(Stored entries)
########################################

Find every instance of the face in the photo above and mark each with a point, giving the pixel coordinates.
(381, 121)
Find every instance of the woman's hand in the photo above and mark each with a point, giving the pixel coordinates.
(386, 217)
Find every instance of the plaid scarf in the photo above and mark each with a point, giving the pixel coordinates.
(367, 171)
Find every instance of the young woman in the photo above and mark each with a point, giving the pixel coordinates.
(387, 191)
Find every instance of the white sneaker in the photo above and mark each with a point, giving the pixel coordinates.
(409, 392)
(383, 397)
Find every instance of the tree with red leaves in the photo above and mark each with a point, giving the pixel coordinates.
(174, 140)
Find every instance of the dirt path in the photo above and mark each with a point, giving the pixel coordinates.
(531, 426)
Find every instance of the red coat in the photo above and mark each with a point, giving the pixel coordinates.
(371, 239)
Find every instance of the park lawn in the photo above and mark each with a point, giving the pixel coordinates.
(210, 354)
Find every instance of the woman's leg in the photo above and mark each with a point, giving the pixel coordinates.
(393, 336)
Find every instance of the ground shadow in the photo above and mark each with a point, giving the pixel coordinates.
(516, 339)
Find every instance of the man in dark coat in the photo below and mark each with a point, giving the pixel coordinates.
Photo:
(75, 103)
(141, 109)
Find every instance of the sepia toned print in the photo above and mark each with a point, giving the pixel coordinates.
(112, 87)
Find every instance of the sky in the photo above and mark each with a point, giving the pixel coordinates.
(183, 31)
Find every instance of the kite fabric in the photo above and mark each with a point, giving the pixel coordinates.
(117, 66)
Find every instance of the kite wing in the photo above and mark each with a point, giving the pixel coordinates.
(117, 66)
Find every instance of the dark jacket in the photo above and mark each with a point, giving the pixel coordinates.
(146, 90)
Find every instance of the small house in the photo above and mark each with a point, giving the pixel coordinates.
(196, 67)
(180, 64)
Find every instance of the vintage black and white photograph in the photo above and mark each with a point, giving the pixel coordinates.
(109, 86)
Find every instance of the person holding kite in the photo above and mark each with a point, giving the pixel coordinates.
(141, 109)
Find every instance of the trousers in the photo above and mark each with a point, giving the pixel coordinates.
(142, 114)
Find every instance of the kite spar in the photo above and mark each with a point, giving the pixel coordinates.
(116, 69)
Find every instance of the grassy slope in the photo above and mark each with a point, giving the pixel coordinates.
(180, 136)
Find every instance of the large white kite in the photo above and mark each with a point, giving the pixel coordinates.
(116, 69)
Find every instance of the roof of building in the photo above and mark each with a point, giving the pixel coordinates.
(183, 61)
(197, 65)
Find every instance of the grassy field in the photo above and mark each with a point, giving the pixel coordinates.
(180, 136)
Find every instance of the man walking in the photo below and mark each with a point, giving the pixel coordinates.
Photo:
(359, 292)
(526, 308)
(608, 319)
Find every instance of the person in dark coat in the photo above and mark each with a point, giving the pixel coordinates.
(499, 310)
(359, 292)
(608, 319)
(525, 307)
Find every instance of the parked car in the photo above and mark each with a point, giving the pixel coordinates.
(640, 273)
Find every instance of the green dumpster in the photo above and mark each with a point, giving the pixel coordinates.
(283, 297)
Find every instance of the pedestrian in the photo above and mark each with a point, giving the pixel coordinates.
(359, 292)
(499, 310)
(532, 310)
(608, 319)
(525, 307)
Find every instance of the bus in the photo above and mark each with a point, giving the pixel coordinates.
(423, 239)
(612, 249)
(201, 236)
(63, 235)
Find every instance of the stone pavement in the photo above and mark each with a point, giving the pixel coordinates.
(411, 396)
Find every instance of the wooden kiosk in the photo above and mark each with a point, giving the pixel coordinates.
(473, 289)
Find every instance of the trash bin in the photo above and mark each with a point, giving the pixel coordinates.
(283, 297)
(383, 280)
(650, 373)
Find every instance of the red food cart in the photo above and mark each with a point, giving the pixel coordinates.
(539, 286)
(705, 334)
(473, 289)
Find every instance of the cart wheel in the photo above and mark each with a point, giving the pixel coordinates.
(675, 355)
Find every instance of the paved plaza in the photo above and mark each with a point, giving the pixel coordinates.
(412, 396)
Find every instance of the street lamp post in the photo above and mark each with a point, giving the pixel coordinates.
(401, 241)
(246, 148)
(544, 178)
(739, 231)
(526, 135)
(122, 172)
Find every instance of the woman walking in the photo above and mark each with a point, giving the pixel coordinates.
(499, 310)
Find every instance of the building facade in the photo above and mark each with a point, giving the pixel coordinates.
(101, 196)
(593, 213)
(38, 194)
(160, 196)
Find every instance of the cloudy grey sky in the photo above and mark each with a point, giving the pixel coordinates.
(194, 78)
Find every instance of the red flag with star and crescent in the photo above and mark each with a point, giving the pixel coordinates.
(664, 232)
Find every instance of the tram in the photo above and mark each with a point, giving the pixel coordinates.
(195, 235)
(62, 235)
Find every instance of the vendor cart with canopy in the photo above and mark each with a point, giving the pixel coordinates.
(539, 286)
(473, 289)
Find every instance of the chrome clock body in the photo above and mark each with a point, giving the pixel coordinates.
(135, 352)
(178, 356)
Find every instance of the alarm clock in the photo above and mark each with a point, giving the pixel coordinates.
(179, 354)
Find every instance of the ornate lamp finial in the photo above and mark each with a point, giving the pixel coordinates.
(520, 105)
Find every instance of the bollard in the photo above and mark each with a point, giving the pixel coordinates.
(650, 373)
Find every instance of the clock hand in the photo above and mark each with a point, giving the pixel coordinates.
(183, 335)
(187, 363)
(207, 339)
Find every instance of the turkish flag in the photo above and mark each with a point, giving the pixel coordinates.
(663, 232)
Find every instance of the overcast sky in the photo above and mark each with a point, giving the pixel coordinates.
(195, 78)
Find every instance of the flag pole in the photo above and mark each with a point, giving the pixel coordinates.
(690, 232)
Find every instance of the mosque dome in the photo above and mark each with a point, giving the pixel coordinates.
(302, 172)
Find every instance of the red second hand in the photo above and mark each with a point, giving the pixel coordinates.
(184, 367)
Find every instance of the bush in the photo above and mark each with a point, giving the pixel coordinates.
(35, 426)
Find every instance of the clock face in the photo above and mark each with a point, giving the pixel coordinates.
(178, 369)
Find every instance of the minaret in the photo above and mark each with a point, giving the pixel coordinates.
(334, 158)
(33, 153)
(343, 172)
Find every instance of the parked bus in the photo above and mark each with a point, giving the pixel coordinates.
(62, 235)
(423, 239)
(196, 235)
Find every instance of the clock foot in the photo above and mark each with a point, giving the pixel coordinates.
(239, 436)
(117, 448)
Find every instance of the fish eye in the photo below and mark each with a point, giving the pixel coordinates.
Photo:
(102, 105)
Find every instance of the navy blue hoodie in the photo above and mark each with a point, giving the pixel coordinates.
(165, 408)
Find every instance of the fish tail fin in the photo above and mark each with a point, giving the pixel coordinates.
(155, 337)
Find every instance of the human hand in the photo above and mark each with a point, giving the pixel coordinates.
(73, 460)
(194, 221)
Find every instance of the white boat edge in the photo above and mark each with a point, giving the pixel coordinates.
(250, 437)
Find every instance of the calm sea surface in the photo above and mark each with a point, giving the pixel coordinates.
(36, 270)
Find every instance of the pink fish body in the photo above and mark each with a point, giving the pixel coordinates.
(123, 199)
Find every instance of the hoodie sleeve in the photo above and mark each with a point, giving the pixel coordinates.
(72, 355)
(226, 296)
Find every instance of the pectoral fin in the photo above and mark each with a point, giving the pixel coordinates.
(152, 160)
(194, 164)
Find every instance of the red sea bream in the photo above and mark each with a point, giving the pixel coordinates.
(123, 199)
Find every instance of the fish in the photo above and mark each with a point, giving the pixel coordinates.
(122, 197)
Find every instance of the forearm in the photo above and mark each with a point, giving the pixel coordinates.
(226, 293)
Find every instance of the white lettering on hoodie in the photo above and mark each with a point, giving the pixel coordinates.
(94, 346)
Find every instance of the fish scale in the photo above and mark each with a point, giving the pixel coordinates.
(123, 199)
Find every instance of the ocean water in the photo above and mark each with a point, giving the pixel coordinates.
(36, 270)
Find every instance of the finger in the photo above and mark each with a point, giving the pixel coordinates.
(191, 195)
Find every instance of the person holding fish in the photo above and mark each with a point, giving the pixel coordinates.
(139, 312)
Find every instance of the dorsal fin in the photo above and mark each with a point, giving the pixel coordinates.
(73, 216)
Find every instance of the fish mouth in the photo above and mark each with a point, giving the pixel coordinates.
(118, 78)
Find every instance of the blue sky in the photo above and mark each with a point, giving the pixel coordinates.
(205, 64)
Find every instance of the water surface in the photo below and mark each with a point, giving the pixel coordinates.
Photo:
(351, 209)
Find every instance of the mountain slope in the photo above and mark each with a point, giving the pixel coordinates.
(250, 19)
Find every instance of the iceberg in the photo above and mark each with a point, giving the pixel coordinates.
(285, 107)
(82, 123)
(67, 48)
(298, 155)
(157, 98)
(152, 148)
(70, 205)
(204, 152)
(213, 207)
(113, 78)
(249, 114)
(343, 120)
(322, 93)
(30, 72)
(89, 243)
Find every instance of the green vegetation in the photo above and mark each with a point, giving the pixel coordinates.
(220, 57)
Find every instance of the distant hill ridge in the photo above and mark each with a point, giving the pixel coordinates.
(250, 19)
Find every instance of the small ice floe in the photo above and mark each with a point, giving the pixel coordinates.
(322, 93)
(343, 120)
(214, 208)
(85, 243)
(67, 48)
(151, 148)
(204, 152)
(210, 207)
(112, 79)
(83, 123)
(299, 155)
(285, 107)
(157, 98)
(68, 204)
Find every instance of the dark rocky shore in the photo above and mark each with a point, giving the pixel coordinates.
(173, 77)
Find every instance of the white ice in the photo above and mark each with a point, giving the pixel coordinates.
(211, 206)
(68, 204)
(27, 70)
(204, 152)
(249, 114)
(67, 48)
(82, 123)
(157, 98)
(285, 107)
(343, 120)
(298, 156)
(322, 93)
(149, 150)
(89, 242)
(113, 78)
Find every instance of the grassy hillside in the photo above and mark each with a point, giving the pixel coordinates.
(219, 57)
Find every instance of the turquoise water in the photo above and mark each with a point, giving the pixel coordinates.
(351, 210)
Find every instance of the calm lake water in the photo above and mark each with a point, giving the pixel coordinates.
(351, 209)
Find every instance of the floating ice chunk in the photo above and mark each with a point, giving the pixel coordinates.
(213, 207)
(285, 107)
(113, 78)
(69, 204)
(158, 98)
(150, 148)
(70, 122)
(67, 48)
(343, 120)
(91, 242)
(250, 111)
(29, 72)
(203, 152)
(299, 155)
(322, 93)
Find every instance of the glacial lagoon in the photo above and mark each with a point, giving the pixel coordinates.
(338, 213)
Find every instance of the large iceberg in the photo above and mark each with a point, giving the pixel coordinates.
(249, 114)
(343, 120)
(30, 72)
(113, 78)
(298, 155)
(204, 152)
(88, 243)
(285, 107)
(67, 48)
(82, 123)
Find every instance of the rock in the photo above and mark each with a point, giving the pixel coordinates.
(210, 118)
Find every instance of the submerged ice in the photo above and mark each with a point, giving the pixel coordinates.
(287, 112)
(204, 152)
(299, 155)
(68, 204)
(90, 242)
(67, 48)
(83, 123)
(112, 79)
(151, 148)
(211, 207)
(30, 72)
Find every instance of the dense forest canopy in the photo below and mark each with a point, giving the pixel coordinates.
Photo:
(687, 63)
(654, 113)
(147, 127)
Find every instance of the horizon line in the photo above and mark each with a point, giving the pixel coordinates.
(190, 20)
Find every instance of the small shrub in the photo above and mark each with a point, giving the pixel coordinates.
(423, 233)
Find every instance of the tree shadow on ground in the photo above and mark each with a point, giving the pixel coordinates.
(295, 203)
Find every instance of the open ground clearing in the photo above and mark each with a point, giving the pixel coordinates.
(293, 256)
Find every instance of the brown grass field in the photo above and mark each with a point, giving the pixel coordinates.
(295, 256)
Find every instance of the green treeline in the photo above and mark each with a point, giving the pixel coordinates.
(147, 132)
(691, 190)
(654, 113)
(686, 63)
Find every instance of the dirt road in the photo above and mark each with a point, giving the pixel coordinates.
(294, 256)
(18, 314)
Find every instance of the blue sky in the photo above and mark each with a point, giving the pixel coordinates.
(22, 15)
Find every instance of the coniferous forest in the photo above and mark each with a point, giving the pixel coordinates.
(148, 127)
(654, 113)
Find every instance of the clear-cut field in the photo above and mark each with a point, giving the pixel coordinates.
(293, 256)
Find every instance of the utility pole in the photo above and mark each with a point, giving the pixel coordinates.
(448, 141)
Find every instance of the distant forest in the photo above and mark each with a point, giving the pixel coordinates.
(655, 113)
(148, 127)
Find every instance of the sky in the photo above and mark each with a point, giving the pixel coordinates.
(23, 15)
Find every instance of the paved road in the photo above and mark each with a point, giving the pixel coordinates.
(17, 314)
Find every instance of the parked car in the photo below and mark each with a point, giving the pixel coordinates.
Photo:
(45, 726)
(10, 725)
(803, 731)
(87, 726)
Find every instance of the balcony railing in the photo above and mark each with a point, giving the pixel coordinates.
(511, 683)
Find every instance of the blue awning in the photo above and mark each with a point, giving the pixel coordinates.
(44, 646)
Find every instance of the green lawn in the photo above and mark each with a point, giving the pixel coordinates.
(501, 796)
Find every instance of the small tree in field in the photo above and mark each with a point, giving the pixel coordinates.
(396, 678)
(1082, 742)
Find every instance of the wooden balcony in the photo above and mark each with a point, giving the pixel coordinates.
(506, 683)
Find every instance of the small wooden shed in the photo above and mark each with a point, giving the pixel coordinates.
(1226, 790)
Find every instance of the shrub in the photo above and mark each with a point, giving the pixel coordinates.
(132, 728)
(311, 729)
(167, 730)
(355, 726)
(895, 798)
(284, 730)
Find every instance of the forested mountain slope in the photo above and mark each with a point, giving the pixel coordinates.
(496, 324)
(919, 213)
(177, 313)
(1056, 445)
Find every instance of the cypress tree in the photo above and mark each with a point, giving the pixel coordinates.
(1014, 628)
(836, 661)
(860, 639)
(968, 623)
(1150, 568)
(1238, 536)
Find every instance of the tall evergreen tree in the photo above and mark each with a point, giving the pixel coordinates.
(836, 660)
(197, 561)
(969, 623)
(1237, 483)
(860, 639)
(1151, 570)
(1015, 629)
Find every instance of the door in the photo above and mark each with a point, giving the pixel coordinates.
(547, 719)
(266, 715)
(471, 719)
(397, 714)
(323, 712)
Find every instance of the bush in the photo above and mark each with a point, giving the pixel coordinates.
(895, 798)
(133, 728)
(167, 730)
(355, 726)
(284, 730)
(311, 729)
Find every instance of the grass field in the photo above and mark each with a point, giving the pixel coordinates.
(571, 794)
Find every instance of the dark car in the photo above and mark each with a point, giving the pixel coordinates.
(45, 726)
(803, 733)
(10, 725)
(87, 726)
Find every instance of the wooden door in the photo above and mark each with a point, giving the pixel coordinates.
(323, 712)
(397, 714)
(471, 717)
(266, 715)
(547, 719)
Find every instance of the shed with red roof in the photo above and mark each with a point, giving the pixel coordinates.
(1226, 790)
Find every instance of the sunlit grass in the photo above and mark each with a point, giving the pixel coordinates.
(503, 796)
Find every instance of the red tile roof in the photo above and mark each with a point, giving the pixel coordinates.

########################################

* **Task statement**
For the word "below", tally the lines above that hold it and answer with the number alone.

* **Solution to this problem**
6